**PROBLEM TO WORK ON:**
Your reply should be only the number of lines in the records that contain the word "white".

**WORKING DATA:**
----

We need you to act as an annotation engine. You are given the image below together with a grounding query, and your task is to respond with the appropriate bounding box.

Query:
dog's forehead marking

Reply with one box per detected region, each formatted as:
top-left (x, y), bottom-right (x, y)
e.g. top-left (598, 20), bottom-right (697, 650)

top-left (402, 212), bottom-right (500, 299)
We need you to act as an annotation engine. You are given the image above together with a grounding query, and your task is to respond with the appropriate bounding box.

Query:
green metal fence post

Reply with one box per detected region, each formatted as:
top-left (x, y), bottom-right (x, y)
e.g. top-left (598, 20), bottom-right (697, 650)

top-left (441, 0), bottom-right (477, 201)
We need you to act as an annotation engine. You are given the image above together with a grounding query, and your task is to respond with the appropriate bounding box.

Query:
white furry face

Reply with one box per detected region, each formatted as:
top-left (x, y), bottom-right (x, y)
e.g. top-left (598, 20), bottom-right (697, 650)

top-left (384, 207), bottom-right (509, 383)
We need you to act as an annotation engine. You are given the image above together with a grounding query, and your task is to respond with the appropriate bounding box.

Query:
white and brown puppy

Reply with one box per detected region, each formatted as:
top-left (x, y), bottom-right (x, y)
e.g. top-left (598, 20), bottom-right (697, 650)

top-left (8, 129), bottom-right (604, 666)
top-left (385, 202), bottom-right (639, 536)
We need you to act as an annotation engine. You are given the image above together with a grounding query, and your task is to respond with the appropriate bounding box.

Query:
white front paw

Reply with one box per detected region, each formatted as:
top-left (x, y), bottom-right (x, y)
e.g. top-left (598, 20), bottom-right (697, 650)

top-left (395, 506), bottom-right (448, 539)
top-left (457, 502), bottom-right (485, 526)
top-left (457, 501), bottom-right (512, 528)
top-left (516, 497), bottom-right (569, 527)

----

**ANSWER SECTION:**
3